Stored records
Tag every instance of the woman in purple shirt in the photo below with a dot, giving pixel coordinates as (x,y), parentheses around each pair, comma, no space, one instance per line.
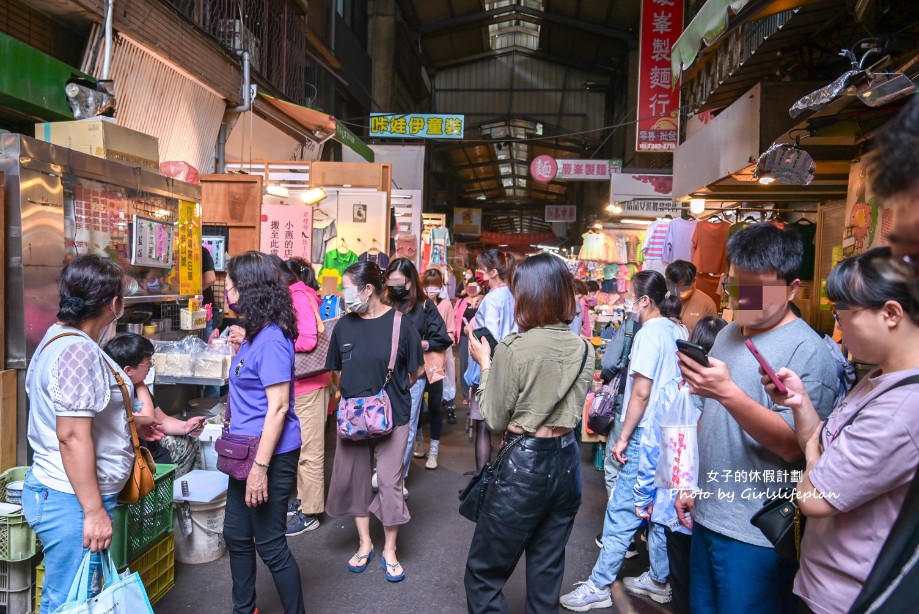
(261,404)
(861,462)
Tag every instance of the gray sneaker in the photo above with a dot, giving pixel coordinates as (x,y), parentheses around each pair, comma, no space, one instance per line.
(645,585)
(586,597)
(301,523)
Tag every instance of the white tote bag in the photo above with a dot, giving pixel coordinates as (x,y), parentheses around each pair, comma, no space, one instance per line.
(678,465)
(122,593)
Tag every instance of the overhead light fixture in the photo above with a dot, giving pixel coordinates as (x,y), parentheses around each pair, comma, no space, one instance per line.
(786,164)
(313,195)
(277,190)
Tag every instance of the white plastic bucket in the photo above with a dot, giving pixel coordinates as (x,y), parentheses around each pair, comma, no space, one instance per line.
(205,543)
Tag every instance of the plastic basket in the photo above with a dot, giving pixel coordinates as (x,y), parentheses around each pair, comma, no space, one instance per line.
(157,567)
(17,587)
(138,525)
(17,540)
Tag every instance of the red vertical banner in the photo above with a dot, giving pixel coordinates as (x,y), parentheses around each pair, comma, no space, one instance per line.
(658,97)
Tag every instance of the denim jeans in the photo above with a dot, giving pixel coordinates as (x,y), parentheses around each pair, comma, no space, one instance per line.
(620,525)
(529,507)
(732,576)
(262,529)
(57,519)
(417,398)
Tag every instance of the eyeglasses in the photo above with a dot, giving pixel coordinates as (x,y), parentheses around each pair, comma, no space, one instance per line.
(840,306)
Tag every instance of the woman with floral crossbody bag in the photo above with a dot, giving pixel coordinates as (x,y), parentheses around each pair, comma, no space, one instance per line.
(360,350)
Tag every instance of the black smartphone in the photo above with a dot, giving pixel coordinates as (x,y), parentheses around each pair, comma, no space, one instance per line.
(484,333)
(694,351)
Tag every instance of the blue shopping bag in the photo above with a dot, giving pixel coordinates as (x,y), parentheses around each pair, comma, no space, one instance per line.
(122,593)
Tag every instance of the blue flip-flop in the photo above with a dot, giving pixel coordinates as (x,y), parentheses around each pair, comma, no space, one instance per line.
(387,566)
(361,557)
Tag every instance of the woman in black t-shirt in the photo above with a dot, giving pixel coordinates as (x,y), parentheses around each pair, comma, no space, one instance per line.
(405,292)
(360,348)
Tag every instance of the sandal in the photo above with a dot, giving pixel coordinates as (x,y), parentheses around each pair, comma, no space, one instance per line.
(366,558)
(387,566)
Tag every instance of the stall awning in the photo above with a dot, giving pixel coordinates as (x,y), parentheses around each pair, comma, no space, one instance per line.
(322,125)
(709,23)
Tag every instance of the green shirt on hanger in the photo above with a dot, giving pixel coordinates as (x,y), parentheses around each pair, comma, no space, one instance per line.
(338,260)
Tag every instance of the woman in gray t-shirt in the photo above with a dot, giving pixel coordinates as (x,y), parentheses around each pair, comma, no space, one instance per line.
(861,462)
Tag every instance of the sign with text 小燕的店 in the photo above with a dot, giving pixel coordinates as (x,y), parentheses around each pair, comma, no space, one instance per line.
(417,126)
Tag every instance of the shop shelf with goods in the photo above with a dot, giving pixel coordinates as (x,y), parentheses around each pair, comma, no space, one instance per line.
(156,568)
(17,540)
(138,525)
(17,586)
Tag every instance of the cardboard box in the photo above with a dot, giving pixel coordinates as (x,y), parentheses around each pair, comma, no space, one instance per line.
(103,139)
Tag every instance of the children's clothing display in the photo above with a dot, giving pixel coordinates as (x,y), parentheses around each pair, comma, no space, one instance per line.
(323,232)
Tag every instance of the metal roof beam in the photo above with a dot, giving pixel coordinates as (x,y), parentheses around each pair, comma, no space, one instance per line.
(510,12)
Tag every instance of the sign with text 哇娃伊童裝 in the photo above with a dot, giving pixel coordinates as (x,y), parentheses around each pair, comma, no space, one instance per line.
(658,96)
(417,126)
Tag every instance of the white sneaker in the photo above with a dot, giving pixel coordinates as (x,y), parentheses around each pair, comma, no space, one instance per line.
(586,597)
(645,585)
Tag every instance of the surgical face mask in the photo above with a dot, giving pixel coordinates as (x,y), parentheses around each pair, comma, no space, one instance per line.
(353,300)
(398,292)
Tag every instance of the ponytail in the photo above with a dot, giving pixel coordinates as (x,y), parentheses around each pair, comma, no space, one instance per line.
(661,291)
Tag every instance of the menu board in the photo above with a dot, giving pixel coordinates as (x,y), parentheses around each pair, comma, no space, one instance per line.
(152,243)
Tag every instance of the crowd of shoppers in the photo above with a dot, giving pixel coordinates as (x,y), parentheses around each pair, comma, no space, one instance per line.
(847,457)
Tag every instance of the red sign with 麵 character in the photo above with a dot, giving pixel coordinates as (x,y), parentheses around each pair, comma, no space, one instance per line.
(658,97)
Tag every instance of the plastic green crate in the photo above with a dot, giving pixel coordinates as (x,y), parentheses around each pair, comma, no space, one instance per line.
(138,525)
(17,540)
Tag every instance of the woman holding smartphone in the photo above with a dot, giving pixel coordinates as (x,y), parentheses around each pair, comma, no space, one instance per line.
(496,313)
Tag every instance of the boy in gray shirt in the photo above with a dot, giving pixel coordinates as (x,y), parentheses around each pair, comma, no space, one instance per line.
(748,452)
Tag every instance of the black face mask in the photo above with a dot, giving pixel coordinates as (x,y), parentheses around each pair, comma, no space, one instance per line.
(398,292)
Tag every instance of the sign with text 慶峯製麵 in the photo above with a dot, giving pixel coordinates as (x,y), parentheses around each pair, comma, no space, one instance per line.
(658,96)
(587,170)
(417,126)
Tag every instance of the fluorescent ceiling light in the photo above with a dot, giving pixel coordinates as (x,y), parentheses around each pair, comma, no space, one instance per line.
(313,195)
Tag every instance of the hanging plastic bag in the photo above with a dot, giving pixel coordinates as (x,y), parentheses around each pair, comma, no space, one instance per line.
(678,465)
(123,593)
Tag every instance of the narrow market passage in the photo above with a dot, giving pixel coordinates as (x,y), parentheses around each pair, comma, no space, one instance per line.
(432,547)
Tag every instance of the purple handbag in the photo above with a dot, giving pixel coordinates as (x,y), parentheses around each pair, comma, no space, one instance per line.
(235,453)
(370,417)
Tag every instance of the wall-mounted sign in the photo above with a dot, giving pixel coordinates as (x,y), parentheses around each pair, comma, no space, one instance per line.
(416,126)
(658,97)
(561,213)
(467,221)
(587,170)
(543,168)
(286,231)
(644,194)
(152,243)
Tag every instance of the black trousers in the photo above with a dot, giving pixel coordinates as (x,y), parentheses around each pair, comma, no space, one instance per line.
(678,547)
(529,507)
(262,529)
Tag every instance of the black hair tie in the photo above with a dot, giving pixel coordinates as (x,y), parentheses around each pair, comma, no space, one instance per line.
(73,302)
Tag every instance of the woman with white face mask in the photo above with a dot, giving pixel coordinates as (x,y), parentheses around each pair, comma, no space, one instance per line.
(433,283)
(78,427)
(359,350)
(405,292)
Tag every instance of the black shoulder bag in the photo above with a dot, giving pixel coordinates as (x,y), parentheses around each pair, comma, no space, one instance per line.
(781,520)
(473,496)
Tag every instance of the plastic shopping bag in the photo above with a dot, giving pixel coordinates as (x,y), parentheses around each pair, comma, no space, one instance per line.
(122,594)
(678,465)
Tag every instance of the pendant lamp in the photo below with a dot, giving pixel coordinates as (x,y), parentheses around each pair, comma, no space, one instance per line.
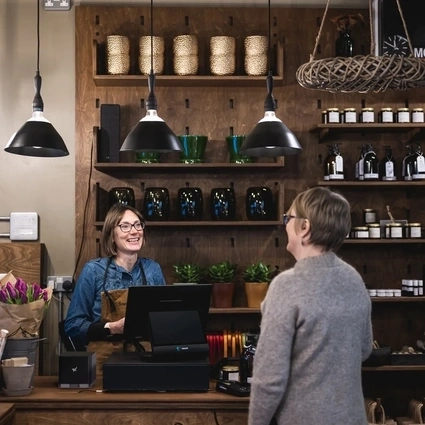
(37,137)
(270,137)
(151,134)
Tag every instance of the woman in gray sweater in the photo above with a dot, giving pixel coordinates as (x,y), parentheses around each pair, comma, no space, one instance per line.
(316,324)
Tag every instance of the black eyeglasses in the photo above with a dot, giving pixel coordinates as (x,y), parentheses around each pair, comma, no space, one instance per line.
(126,227)
(287,217)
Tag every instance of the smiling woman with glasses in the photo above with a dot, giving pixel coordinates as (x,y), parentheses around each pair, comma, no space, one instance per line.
(316,324)
(123,236)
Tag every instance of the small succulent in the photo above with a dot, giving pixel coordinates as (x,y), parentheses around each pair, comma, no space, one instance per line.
(257,272)
(222,272)
(189,273)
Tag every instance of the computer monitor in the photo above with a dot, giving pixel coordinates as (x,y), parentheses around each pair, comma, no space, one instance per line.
(172,317)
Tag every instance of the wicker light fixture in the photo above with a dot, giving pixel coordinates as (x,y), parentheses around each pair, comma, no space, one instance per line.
(362,74)
(151,133)
(270,137)
(37,137)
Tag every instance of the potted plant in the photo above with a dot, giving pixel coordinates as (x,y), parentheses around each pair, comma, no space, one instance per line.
(188,273)
(257,277)
(222,277)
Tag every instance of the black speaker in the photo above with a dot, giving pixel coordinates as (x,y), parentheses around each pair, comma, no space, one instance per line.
(77,369)
(109,136)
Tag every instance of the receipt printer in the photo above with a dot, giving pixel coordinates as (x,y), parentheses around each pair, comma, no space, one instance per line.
(77,369)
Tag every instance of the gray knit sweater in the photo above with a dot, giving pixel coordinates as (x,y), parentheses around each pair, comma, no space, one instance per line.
(315,332)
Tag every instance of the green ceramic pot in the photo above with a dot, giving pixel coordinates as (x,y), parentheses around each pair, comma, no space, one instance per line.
(147,157)
(234,144)
(193,148)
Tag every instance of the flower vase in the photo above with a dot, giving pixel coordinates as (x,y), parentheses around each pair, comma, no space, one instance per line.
(344,44)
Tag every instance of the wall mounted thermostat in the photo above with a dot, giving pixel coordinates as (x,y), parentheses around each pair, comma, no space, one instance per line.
(57,4)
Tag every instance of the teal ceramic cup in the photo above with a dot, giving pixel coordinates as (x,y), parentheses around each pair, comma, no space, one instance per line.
(234,144)
(147,157)
(193,148)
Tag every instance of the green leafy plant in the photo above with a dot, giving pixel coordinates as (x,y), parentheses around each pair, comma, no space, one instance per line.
(222,272)
(257,272)
(189,273)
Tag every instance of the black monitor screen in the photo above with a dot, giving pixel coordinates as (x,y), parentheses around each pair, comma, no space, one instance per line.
(178,311)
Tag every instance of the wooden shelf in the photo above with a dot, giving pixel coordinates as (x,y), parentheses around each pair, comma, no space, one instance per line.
(187,80)
(325,130)
(389,368)
(371,184)
(384,241)
(235,310)
(398,299)
(105,167)
(151,224)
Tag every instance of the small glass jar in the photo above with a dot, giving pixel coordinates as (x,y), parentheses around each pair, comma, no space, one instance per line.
(230,373)
(413,230)
(403,115)
(350,116)
(369,216)
(374,230)
(367,115)
(332,116)
(386,115)
(361,232)
(417,115)
(396,230)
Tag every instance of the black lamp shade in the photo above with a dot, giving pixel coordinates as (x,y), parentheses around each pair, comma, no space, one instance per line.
(271,138)
(151,136)
(37,138)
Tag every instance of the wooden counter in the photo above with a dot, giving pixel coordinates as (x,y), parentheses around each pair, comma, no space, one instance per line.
(48,404)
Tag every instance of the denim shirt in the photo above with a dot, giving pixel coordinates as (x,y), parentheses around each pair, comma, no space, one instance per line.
(85,306)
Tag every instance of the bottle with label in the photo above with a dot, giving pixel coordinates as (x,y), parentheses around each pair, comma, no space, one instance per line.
(418,164)
(334,164)
(370,164)
(359,174)
(388,166)
(407,167)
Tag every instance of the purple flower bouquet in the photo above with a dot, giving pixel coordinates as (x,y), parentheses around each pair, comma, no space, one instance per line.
(22,306)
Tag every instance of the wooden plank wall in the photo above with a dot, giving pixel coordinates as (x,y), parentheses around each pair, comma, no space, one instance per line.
(382,266)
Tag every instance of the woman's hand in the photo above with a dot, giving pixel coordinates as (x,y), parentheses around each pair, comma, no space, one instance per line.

**What needs to be done**: With both ends included, please retype exactly the lines from the line containing "Tag every instance of the bottle" to the final line of the data.

**Result**:
Tag every instance of the bottle with label in the photo above with a dot, giving pixel coordinates as (x,y), parentheses around each pair, comma, no space, one instance per line.
(418,164)
(334,164)
(370,164)
(359,174)
(388,166)
(407,167)
Tag every instance of the purple flower bouquet in the photo above with a dot, giving pixel coordinates as (x,y), parentheses around each pair, comma, no space, one instance per line.
(22,306)
Tag every instance of the wooden plank wall in the photo above with a dot, giving pixel coordinates as (x,y), parentheses around each pair, comma, no space, one instance per line.
(382,266)
Tag every instance of the woman's hand in the photo above with a dot, giving pixel coordinates as (x,y), parentheses around each pair, comma, no space, one instance per line.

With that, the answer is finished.